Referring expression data
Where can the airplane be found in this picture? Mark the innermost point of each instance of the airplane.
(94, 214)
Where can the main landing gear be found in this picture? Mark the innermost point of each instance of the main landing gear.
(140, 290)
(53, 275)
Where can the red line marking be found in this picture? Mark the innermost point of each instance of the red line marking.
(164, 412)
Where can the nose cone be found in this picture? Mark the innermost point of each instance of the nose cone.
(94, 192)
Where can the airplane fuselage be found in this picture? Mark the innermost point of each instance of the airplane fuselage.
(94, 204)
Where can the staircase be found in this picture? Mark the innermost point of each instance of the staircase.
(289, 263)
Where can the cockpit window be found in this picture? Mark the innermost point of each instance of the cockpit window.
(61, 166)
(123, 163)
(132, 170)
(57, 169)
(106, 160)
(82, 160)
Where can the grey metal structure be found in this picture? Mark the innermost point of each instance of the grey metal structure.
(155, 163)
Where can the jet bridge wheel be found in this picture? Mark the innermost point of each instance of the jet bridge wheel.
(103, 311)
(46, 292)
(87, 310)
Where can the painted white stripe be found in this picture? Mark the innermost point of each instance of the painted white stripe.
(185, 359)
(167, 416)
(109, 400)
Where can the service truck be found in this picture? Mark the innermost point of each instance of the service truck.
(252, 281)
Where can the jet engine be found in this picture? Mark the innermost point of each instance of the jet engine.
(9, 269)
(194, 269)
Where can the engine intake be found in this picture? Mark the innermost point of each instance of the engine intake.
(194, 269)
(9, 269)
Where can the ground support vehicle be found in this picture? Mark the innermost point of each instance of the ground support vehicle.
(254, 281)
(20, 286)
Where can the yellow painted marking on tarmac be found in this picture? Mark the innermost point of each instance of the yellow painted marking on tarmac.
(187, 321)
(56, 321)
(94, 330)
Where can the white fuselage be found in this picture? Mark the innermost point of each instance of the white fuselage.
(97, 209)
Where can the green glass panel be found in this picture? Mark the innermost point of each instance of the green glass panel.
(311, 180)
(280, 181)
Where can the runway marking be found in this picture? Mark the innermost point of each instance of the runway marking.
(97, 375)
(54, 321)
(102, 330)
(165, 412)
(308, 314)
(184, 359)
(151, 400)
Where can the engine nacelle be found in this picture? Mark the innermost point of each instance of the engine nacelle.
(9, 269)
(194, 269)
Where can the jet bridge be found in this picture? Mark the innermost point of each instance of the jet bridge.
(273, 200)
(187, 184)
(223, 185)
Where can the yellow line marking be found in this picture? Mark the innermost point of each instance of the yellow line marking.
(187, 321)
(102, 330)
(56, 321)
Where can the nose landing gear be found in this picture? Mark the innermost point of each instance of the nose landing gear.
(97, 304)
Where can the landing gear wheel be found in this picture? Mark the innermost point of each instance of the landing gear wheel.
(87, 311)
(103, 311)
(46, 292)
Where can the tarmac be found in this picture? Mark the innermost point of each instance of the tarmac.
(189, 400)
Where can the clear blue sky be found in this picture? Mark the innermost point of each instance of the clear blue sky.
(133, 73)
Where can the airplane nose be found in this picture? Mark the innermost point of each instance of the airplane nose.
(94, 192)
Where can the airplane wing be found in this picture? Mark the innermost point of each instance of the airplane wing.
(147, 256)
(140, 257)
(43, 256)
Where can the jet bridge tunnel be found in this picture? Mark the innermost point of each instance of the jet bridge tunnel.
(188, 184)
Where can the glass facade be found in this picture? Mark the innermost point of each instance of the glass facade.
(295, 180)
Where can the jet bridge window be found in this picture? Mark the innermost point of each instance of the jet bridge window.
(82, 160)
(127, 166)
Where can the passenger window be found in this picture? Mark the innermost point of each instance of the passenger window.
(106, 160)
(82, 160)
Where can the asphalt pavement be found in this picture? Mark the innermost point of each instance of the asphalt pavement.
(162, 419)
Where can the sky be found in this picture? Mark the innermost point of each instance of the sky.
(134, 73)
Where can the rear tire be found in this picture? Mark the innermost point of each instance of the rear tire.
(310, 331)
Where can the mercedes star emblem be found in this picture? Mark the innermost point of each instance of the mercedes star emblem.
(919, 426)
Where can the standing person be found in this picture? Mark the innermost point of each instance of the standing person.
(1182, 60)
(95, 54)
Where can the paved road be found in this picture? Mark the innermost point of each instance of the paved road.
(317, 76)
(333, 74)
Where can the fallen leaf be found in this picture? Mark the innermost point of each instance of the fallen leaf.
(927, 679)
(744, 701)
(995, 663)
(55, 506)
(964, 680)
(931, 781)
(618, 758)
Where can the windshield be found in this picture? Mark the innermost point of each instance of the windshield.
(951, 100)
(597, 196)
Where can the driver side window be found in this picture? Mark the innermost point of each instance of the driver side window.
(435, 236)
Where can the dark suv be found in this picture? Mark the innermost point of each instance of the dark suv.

→ Exercise instructions
Would you output every entry exactly as it was written?

→ Task response
Where can the airplane be found in this picture? Mark the innermost point of each instance of the airplane.
(94, 214)
Where can the main landing gear be found in this picture? Mark the innermost point of each instance of the main landing gear.
(140, 290)
(53, 275)
Where can the red line marking be found in this picture? Mark the innermost point of each instance of the red line marking.
(164, 412)
Where can the nose cone be found in this picture? Mark the innermost point of each instance of the nose cone.
(94, 192)
Where can the airplane fuselage be found in this picture? Mark the innermost point of each instance of the airplane fuselage.
(94, 204)
Where can the staircase be found in this picture? Mark the innermost point of each instance of the staircase.
(289, 263)
Where can the cockpit window be found in this picture? Mark the innermost point of each instance of the cockpit window.
(61, 166)
(123, 163)
(132, 170)
(57, 169)
(106, 160)
(82, 160)
Where can the grey metal structure be found in this picture? Mark the innermost point of each instance of the grey metal structure.
(155, 163)
Where can the jet bridge wheel be found in this picture? Mark the innermost point of each instance of the jet bridge wheel.
(103, 311)
(46, 292)
(87, 310)
Where can the painted white stripe be found in this picture? Mark the innermost point of each instance of the painted white stripe.
(185, 359)
(167, 416)
(109, 400)
Where can the service truck be found in this picture? Mark the innermost point of each instance of the service truck.
(252, 281)
Where can the jet engine be found in this picture? Mark the innermost point of each instance of the jet engine.
(9, 269)
(194, 269)
Where can the engine intake be found in this picture? Mark the innermost point of each instance of the engine intake.
(194, 269)
(9, 269)
Where can the ground support vehicle be found in this picture? Mark the innermost point of each instance of the ground support vehicle.
(254, 281)
(20, 286)
Where can the yellow painted marking on tarmac be found in this picture? Mark the innermost point of each instance of the yellow painted marking on tarmac.
(187, 321)
(56, 321)
(94, 330)
Where can the white fuselage be found in this picture? Mark the innermost point of each instance of the white fuselage.
(97, 209)
Where can the green glass panel be found in this picture? Mark the innermost point of each instance of the green glass panel.
(311, 180)
(280, 181)
Where can the runway marking be found in this picture? Mark the innermost point of each instance of the runway marking.
(97, 375)
(54, 321)
(102, 330)
(165, 412)
(308, 314)
(184, 359)
(151, 400)
Where can the engine nacelle be found in this picture? Mark the innermost point of each instance of the engine nacelle.
(9, 269)
(194, 269)
Where can the jet bridge be found in this picture? Mark the innermost point of each instance of the jet bridge.
(273, 200)
(187, 184)
(223, 185)
Where can the yellow line marking be found in this picture? Mark the innermost point of each instance of the yellow line marking.
(187, 321)
(102, 330)
(56, 321)
Where can the nose landing gear be found in this picture? Mark the innermost point of each instance of the nose landing gear.
(97, 304)
Where can the landing gear wheel be found in this picture? Mark the innermost point of each instance of the landing gear wheel.
(87, 311)
(103, 311)
(46, 292)
Where can the tarmac be found in this picture? Mark the innermost point of each instance of the tarmac.
(189, 400)
Where can the clear blue sky be found in this picture? Mark the innermost point of each instance of the clear blue sky.
(133, 73)
Where can the airplane nose be found in this picture? Mark the innermost point of each instance of the airplane nose.
(94, 192)
Where can the airplane wing be found in this picture? Mark the innermost point of each instance of the airplane wing.
(147, 256)
(140, 257)
(43, 256)
Where can the jet bridge tunnel be found in this picture? Mark the innermost point of each instance of the jet bridge tunnel.
(188, 184)
Where can the glass facade be found in this picture? Mark the innermost point of each instance of the glass facade.
(295, 180)
Where can the jet bridge window be found in this picture? Mark the innermost point of each instance of the jet bridge window.
(82, 160)
(127, 166)
Where can the passenger window be found in this picture? Mark the innermost point of each instance of the passenger window.
(106, 160)
(82, 160)
Where can the asphalt pavement be found in this picture? Mark the innermost point of each instance of the asphalt pavement.
(162, 419)
Where can the sky be found in this picture? Mark the innermost point of each instance of the sky.
(134, 73)
Where can the rear tire be found in this picture? Mark the innermost point of each instance of the rear tire.
(310, 331)
Where can the mercedes star emblem be found in this picture? Mark the innermost point of each instance of the mercedes star emblem.
(919, 426)
Where can the standing person be found in this picture? Mark the innermost point of each instance of the standing person.
(1182, 60)
(95, 54)
Where can the paved road be found in this picture? Mark the innermost point of each instance of the paved road.
(317, 76)
(333, 74)
Where can the fallen leaf be found in this picture? Mark the innermost point of each instance of the fallen leaf.
(927, 679)
(744, 701)
(995, 663)
(55, 506)
(964, 680)
(931, 781)
(618, 758)
Where can the windshield be found in this picture? Mark the innermost point of each instance of the windshield.
(951, 100)
(597, 196)
Where can the driver side window be found in this picture? Mark the innermost point of each instance of the driver side window.
(435, 236)
Where can the dark suv be found in this picture? Mark the innermost point of each instance of the dark suv.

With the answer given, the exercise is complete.